▸ **Supplied data**
<<<<

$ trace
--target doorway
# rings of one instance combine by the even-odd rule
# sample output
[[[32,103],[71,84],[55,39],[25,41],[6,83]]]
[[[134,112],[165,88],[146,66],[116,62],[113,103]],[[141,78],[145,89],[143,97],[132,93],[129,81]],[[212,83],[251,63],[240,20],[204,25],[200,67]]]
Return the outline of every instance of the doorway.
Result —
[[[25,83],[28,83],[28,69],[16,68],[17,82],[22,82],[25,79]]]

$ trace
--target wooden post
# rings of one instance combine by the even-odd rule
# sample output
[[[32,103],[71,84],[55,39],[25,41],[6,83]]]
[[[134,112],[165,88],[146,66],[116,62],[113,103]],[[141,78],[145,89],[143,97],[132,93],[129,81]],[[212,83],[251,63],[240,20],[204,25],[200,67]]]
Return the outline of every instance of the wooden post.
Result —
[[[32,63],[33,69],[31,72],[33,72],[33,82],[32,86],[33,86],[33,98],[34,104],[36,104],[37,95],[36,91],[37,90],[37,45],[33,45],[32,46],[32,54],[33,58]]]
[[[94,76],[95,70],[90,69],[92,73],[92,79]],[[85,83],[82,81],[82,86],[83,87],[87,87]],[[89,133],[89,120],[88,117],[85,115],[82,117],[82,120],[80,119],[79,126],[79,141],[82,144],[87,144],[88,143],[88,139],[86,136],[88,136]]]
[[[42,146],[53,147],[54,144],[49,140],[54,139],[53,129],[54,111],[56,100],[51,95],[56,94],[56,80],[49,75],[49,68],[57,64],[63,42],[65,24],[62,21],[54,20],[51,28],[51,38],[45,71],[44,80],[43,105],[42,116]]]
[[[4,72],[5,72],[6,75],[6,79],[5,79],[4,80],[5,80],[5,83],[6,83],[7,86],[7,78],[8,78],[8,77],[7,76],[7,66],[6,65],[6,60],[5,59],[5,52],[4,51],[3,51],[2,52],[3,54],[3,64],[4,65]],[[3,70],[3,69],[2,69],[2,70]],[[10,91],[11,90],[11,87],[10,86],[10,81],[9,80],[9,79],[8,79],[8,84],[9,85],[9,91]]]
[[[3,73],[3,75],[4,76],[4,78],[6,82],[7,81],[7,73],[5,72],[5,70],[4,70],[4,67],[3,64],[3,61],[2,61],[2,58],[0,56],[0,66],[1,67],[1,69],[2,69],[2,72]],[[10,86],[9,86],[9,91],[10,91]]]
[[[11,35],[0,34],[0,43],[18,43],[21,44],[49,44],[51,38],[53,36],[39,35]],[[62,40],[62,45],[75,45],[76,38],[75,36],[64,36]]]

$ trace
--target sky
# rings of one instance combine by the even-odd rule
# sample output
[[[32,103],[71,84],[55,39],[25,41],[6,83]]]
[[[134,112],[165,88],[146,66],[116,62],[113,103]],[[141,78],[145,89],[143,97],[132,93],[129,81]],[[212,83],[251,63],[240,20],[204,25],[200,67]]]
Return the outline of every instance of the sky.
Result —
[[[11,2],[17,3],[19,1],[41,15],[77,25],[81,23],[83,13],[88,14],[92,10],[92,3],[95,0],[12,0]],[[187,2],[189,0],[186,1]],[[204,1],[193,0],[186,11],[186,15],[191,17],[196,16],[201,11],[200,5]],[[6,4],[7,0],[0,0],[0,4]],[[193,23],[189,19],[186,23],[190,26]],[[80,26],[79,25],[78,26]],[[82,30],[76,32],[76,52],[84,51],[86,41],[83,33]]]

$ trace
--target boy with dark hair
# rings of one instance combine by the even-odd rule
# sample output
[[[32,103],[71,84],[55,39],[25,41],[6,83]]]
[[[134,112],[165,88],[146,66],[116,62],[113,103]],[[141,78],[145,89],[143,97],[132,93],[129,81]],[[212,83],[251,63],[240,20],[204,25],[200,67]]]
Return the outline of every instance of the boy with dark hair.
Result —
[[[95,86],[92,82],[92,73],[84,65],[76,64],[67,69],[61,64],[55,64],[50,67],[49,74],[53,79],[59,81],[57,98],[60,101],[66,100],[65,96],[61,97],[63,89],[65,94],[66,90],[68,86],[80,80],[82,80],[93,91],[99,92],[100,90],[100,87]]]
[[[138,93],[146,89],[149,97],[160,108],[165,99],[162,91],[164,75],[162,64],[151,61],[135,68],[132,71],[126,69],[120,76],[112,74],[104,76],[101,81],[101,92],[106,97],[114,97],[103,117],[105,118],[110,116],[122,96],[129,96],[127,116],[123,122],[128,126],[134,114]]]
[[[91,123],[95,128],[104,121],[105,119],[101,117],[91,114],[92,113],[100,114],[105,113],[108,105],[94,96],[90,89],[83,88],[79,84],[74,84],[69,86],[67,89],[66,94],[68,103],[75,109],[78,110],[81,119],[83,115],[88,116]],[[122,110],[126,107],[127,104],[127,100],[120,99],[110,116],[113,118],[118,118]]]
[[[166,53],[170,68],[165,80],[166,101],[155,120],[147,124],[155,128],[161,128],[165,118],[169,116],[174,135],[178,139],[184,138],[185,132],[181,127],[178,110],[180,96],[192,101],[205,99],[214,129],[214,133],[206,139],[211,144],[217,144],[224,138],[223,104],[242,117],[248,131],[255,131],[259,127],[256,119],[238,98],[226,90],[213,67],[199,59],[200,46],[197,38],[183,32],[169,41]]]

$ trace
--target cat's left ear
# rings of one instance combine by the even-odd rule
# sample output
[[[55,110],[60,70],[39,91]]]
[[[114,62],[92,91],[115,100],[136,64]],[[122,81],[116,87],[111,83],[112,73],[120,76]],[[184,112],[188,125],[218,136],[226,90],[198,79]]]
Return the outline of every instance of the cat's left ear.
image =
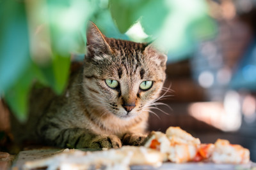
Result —
[[[92,22],[89,21],[86,31],[87,53],[86,57],[102,57],[104,54],[110,54],[112,50],[106,41],[106,38]]]
[[[163,52],[157,50],[153,43],[147,46],[143,52],[144,54],[150,59],[153,59],[158,66],[165,69],[166,66],[167,56]]]

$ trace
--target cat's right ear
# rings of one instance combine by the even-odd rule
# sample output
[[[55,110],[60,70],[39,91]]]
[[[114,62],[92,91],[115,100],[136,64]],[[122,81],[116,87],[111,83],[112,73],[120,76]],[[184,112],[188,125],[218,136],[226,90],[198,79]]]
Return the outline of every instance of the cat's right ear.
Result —
[[[110,54],[112,50],[106,41],[106,37],[101,33],[96,25],[91,21],[88,22],[86,30],[87,52],[85,57],[102,57],[104,54]]]

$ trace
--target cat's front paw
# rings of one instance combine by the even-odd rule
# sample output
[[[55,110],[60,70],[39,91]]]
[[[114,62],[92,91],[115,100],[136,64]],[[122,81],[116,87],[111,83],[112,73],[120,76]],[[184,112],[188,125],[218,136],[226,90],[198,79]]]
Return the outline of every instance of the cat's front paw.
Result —
[[[143,134],[125,134],[122,141],[124,145],[140,146],[146,139],[147,136]]]
[[[97,136],[90,144],[91,148],[118,148],[121,146],[121,140],[115,135]]]

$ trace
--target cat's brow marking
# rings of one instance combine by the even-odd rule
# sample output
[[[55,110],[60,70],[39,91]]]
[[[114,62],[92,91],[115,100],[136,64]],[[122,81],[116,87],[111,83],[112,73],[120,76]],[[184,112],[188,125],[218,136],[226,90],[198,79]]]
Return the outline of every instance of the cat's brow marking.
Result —
[[[91,76],[85,75],[84,77],[88,79],[92,79],[92,78],[99,79],[99,78],[95,75],[91,75]]]
[[[140,71],[140,76],[141,79],[143,79],[144,74],[145,74],[145,70],[143,69],[141,69]]]
[[[120,67],[118,69],[117,73],[118,74],[119,78],[121,79],[122,75],[123,74],[123,71],[122,71],[122,69]]]

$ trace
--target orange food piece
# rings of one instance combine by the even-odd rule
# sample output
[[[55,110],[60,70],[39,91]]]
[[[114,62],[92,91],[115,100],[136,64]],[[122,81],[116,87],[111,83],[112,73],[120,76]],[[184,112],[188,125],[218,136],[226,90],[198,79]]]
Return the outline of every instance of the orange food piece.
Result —
[[[200,162],[200,161],[201,161],[202,160],[203,160],[203,157],[202,157],[202,155],[199,153],[199,152],[198,152],[197,153],[196,153],[196,155],[195,156],[195,157],[194,157],[194,160],[193,160],[193,161],[195,161],[195,162]]]
[[[199,153],[204,159],[207,159],[209,156],[208,150],[211,146],[210,144],[202,144],[198,150]]]
[[[152,149],[156,149],[157,146],[159,145],[160,145],[160,143],[157,139],[153,139],[151,141],[150,148]]]

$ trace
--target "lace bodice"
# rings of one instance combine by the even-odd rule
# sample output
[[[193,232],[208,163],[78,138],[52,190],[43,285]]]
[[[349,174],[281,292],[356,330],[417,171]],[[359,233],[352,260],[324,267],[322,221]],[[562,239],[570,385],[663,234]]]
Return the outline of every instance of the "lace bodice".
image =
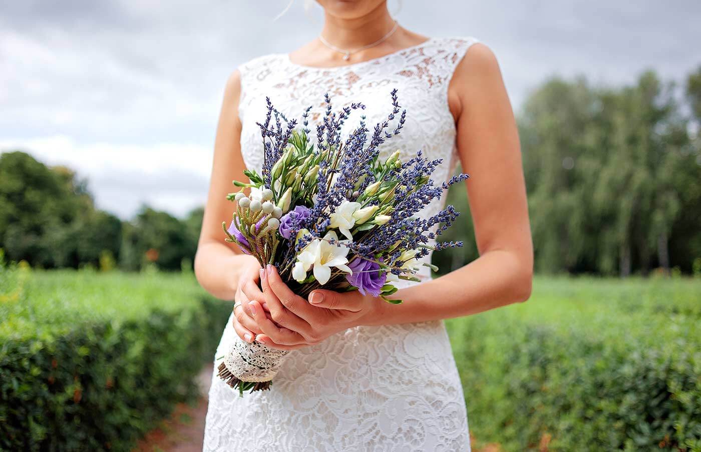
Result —
[[[381,155],[396,149],[409,159],[421,149],[442,158],[434,180],[447,180],[457,161],[456,128],[448,107],[455,67],[477,40],[432,38],[365,62],[332,68],[293,63],[287,54],[254,58],[239,67],[241,153],[247,167],[260,170],[262,144],[257,121],[265,118],[265,98],[287,118],[313,106],[314,124],[325,109],[350,102],[367,108],[346,121],[345,135],[360,114],[369,128],[391,111],[390,92],[398,88],[407,111],[402,132]],[[433,215],[442,200],[422,211]],[[428,271],[424,278],[430,277]],[[216,356],[236,338],[231,322]],[[442,322],[358,327],[322,343],[293,350],[270,391],[238,392],[212,379],[205,451],[465,451],[469,450],[463,395]]]

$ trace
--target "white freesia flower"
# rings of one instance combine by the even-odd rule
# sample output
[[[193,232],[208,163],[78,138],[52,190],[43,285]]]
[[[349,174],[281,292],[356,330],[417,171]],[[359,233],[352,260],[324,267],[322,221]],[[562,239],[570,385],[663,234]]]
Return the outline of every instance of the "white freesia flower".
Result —
[[[346,263],[348,247],[342,242],[336,242],[333,245],[329,240],[338,240],[338,236],[333,231],[329,231],[323,239],[315,238],[297,256],[297,261],[292,268],[292,278],[299,282],[306,279],[307,272],[312,268],[314,278],[323,285],[331,278],[331,267],[353,274],[353,270]]]
[[[380,208],[379,205],[371,205],[362,209],[358,209],[353,214],[353,217],[355,219],[356,224],[362,224],[367,220],[372,218],[372,216],[375,214],[377,210]]]
[[[423,262],[418,259],[416,259],[416,254],[419,253],[418,249],[407,249],[407,251],[402,253],[402,254],[397,258],[397,260],[404,262],[402,264],[401,268],[402,270],[407,270],[410,272],[417,272],[421,269],[423,265]],[[387,280],[388,281],[399,281],[399,277],[391,272],[387,272]]]
[[[332,228],[338,228],[341,233],[349,240],[353,240],[350,228],[355,226],[355,217],[353,214],[360,208],[360,203],[353,203],[348,200],[343,200],[341,205],[336,207],[336,212],[331,214]]]

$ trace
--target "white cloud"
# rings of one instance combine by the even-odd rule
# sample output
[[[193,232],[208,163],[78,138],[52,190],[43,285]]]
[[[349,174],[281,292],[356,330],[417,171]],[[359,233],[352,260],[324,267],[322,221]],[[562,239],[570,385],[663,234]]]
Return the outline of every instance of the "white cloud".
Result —
[[[199,144],[80,144],[62,135],[0,140],[0,152],[15,149],[87,177],[97,207],[122,218],[144,203],[182,216],[206,200],[212,151]]]
[[[142,203],[183,213],[204,201],[229,74],[320,29],[318,6],[306,14],[301,2],[273,22],[287,3],[3,2],[0,147],[76,168],[123,217]],[[701,64],[697,0],[402,3],[409,29],[491,47],[517,109],[553,74],[621,83],[652,68],[680,81]]]

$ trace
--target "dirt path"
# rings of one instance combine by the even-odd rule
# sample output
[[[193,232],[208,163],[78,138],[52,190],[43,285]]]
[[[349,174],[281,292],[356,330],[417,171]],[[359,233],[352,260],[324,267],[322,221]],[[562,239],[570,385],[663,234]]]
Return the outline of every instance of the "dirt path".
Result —
[[[149,432],[132,452],[202,452],[207,393],[212,383],[213,368],[213,364],[207,366],[197,377],[202,393],[197,405],[179,404],[170,418]]]
[[[213,369],[213,364],[207,366],[197,377],[202,392],[197,405],[191,406],[179,404],[170,418],[161,423],[158,428],[149,432],[132,452],[202,452],[207,394]],[[473,449],[472,452],[501,452],[501,448],[498,444],[489,444],[480,451]]]

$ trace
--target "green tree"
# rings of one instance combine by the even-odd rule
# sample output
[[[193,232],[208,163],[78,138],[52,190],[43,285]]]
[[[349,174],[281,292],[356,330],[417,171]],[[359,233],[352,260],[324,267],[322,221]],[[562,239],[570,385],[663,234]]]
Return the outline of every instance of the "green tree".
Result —
[[[76,266],[77,222],[93,210],[86,186],[70,170],[49,168],[24,152],[0,156],[0,247],[8,258]]]
[[[153,262],[165,270],[178,270],[183,259],[192,259],[197,247],[186,224],[165,212],[144,207],[124,226],[121,266],[138,270]]]

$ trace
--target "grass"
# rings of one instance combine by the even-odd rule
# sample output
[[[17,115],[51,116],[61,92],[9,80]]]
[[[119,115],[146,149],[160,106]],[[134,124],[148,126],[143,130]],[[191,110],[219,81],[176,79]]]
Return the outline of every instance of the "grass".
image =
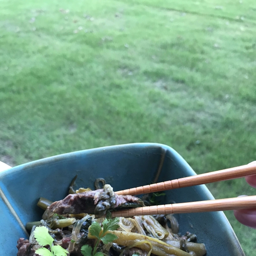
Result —
[[[198,173],[255,160],[255,17],[252,0],[2,0],[0,160],[143,142]],[[253,255],[254,230],[226,214]]]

>>>>

▸ **What to work on**
Identify each line in the rows above that contains the string "path", and copy every such line.

▸ **Task solution**
--target "dirt path"
Return the outline of every instance of the "dirt path".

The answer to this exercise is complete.